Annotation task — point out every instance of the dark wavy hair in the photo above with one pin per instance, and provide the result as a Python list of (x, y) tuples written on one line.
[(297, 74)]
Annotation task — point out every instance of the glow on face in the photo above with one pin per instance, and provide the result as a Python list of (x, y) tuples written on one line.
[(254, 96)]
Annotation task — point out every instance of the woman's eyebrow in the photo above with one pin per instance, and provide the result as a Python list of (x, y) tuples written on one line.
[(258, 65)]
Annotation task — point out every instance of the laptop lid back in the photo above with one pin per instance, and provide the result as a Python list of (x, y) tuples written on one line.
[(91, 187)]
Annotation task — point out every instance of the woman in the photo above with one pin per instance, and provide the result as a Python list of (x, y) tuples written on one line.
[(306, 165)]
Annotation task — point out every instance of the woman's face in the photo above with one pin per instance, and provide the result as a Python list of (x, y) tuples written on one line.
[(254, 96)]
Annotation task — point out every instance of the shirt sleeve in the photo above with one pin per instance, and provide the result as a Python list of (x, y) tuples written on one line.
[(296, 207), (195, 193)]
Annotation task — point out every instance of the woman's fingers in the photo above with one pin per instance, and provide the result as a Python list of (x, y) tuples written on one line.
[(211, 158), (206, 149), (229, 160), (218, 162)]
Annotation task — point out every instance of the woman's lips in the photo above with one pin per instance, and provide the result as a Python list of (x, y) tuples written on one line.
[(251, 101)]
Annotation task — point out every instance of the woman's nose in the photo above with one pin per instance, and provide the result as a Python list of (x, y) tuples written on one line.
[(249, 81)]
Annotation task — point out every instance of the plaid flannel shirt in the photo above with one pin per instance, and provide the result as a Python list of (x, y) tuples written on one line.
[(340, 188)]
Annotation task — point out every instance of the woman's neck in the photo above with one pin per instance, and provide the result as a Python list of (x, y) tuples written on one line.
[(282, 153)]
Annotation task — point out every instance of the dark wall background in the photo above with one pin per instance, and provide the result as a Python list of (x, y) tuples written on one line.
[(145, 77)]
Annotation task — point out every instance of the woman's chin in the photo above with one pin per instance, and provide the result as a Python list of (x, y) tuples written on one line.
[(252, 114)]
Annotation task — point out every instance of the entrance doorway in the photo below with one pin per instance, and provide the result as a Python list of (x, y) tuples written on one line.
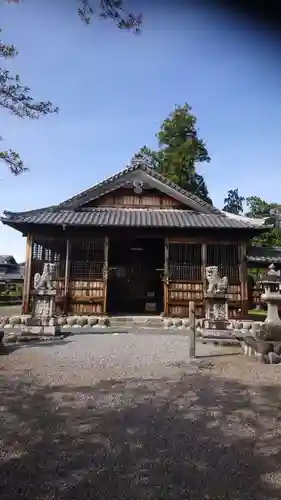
[(136, 268)]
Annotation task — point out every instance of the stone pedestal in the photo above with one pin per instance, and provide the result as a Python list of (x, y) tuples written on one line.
[(44, 305), (216, 311)]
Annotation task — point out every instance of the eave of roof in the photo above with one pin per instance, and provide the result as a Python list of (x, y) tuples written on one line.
[(127, 217), (264, 254)]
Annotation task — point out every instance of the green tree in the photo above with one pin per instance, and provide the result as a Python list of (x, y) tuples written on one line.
[(233, 203), (179, 151), (15, 97), (259, 209)]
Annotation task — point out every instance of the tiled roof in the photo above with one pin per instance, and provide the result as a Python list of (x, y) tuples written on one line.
[(7, 259), (127, 217), (119, 179), (261, 254)]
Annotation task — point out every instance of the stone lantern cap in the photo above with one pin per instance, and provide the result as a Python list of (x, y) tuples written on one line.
[(272, 276)]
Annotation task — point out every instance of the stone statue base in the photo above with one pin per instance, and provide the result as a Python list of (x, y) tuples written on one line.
[(43, 306), (216, 316)]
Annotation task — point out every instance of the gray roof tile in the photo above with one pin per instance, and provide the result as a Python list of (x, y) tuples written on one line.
[(127, 217), (269, 255)]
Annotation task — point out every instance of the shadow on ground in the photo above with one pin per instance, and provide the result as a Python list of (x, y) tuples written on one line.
[(193, 438)]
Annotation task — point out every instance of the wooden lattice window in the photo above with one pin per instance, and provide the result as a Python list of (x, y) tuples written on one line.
[(48, 251), (226, 257), (184, 262), (86, 259)]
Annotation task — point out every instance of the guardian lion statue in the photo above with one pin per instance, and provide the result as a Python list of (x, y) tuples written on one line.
[(216, 284), (44, 281)]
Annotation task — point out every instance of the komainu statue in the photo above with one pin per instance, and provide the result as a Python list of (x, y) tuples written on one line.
[(216, 284), (44, 281)]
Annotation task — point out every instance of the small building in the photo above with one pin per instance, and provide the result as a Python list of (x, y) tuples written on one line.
[(135, 243), (11, 273), (258, 259)]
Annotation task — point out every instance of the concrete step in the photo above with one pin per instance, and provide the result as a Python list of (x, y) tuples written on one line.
[(136, 321)]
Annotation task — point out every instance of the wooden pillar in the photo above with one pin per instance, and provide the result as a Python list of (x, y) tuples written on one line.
[(105, 273), (27, 275), (203, 261), (166, 277), (66, 275), (243, 275), (192, 329), (203, 274)]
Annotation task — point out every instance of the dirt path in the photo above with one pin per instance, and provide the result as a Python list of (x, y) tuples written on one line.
[(154, 430)]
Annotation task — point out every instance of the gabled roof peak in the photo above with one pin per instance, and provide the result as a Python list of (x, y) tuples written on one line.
[(131, 172)]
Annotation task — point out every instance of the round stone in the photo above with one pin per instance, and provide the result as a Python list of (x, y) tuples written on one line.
[(277, 349), (274, 358), (263, 347), (61, 320), (185, 322), (71, 320), (82, 321), (177, 322), (168, 323), (15, 320), (103, 321), (265, 359), (92, 321)]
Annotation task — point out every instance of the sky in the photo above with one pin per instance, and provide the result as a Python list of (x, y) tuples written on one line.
[(115, 89)]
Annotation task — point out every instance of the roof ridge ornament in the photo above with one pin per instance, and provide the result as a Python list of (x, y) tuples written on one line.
[(138, 187)]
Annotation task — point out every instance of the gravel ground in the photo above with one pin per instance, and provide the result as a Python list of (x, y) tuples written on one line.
[(128, 417)]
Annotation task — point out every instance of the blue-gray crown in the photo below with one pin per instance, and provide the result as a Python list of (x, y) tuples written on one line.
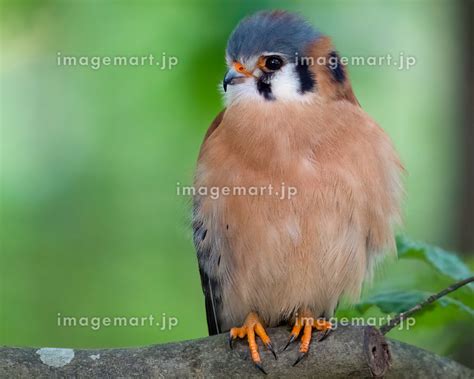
[(271, 31)]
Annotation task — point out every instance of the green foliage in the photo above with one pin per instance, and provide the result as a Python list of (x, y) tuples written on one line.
[(447, 263), (439, 260), (398, 301)]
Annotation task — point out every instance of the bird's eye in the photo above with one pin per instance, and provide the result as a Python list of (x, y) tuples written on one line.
[(273, 63)]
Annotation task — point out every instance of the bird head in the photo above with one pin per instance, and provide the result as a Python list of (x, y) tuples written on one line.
[(272, 55)]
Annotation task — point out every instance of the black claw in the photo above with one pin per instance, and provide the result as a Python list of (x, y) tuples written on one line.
[(300, 358), (290, 341), (270, 347), (259, 366)]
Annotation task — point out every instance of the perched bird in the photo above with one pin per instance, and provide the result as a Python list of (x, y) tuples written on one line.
[(291, 120)]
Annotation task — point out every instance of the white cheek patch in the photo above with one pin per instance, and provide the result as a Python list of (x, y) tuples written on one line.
[(245, 91), (286, 85)]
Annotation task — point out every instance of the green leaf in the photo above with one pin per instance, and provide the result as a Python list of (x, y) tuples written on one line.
[(443, 261), (398, 301)]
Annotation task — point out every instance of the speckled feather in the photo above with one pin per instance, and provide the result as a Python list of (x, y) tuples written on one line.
[(278, 256)]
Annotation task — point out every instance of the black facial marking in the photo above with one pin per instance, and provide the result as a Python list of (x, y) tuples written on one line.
[(306, 77), (264, 87), (336, 67)]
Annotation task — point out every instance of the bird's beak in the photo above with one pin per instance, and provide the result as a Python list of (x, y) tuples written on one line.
[(231, 77)]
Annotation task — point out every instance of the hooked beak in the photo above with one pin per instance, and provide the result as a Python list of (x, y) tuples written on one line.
[(231, 77)]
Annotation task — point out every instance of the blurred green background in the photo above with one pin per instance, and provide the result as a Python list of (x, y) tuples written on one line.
[(90, 159)]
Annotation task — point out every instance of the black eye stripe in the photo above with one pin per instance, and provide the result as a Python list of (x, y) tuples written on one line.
[(273, 62)]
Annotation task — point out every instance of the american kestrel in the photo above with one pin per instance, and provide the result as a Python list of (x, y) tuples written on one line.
[(291, 121)]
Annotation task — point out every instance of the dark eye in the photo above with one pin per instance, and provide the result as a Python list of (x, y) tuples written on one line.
[(273, 63)]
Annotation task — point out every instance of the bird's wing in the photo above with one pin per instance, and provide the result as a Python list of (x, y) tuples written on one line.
[(210, 286)]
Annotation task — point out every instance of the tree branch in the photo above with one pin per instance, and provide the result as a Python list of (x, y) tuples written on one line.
[(396, 320), (348, 351)]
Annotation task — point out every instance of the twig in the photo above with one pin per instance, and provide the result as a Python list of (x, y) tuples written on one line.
[(396, 320)]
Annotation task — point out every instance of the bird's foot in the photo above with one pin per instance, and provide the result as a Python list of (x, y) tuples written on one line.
[(307, 323), (252, 326)]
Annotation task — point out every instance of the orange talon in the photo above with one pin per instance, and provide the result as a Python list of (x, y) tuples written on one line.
[(252, 326), (307, 323)]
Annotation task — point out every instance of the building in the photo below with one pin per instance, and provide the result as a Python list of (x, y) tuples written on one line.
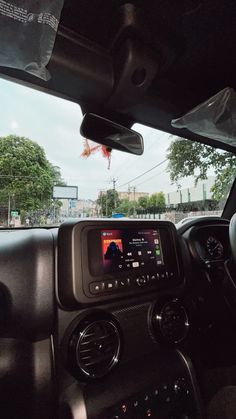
#####
EXERCISE REQUIREMENTS:
Put the lines between the one containing "Annotation task — point out every instance of the tree" and the one containing "[(396, 320)]", both included, into a Markdown table with the columns Row and Line. Give each row a number and leave out any blank lines.

EXERCISE RESPONSE:
| Row | Line |
|---|---|
| 1 | Annotation task — point out every instance of the tree branch in the photo above with one pin per instance, and provide the result as a Python list of (x, y) tuples written on one line. |
| 2 | [(396, 320), (348, 351)] |
| 3 | Annotation task — point out every instance of the twig in the photo above with one pin per instance, and provide the result as a Python list of (x, y) tuples written on one line. |
| 4 | [(396, 320)] |